DOCUMENT TEXT:
Future climate simulations performed with the UKESM1 earth system model for the 6th Coupled Model Intercomparison Project (CMIP6) provided the following meteorological outputs on pressure levels from the surface to the top of the troposphere required for calculating CAPE:
air temperature (ta, K)
air pressure (p, Pa)
specific humidity (hus, kg kg-1).
We derived dewpoint temperature (Td, K) based on ta and hus. CAPE was then estimated using the getcape.F (Version 1.02) code by George Bryan that is part of the NCAR CM1 atmosphere model .
After experimenting with climate model output on different timesteps (6-hourly, daily, monthly) we decided to use daily mean values for calculating CAPE as it provided a reasonable balance of accuracy and computational time. The calculated CAPE values were linearly interpolated from the native UKESM grid resolution to a global half-degree grid using the CDO software
We estimated lightning stroke density based on an emprical relationship between daily CAPE and observed lightning over the period 2015-2020. Lightning observations were provided by the WGLC. The relationship between CAPE and lightning is described by a linear regression on log(CAPE) vs. log(WGLC) for each gridcell and month of the year. Where <10 observations of daily lightning were available over the calibration period, we used global mean regression parameters.
Using the relationship described above, we generated an estimate of future lightning. To better maintain the spatial structure of lightning observed at present, we created our dataset using future lightning anomalies added to the present-day lightning climatology. We generated anomalies of the lightning estimate for each month from 2015-2100 (made with the emprical relationship described above) relative to the simulated 2015-2020 multi-year monthly mean (i.e., climatological mean lightning) using simple subtraction. We then added these anomalies using to the 2015-2020 climatological mean lightning from the WGLC. For the period 2010-2014 we used the WGLC, and for 2015-2020 we over-wrote the estimated lightning with observed data from the WGLC.

RECORDS PROVIDED:
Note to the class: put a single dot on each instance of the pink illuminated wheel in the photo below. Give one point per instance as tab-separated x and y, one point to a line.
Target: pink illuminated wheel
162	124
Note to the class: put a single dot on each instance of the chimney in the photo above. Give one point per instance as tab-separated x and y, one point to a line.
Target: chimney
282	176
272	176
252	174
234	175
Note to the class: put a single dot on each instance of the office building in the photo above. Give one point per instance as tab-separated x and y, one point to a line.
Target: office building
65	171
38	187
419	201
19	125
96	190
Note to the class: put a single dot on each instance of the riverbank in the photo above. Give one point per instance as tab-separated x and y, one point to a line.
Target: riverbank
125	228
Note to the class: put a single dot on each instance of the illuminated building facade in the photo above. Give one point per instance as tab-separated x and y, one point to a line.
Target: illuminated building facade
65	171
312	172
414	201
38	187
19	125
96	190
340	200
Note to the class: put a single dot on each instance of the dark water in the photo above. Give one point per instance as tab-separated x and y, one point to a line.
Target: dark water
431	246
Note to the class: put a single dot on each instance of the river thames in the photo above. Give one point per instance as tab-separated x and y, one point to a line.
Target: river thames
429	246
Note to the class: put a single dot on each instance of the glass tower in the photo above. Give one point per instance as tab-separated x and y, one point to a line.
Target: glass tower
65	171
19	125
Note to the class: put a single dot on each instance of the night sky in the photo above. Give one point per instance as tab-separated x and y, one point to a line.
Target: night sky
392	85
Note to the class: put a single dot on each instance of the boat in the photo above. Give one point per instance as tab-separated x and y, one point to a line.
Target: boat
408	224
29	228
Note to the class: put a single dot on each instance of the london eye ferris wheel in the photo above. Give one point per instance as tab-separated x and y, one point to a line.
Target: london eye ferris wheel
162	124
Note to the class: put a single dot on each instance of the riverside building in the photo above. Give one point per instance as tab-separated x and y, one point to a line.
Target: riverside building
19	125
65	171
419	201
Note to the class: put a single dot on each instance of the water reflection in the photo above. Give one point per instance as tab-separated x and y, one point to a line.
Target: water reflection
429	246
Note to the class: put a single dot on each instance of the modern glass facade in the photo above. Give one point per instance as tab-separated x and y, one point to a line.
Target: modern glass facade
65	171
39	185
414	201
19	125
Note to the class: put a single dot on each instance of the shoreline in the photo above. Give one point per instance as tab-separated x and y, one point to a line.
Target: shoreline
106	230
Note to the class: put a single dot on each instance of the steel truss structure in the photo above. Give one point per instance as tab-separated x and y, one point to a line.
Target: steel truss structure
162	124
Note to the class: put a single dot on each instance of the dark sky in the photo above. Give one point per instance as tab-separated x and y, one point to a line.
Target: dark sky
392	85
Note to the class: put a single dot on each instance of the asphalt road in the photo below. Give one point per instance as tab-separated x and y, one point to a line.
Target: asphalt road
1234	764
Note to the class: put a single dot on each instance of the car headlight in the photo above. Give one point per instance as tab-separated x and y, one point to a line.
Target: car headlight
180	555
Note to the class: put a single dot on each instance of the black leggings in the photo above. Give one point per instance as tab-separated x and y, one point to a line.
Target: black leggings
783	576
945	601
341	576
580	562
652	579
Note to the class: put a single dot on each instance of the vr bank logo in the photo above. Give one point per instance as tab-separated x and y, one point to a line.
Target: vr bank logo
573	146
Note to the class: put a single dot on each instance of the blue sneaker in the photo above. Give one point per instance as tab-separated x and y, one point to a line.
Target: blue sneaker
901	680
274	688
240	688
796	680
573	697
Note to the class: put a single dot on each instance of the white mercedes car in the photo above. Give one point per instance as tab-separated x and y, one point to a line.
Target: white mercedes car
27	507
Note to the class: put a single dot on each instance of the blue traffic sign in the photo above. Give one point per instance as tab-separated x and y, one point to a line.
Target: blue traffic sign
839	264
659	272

GOAL A:
Answer these questions from the lightning methods text above:
(i) Which software interpolated the CAPE values to a global half-degree grid?
(ii) Which timestep of model output was chosen for calculating CAPE?
(iii) What lightning data were used for the period 2010-2014?
GOAL B: Repeat the part of the lightning methods text that opens with the words containing "Future climate simulations" and closes with "temperature (ta, K)".

ANSWER A:
(i) The CDO software.
(ii) Daily mean values.
(iii) The WGLC.

ANSWER B:
Future climate simulations performed with the UKESM1 earth system model for the 6th Coupled Model Intercomparison Project (CMIP6) provided the following meteorological outputs on pressure levels from the surface to the top of the troposphere required for calculating CAPE:
air temperature (ta, K)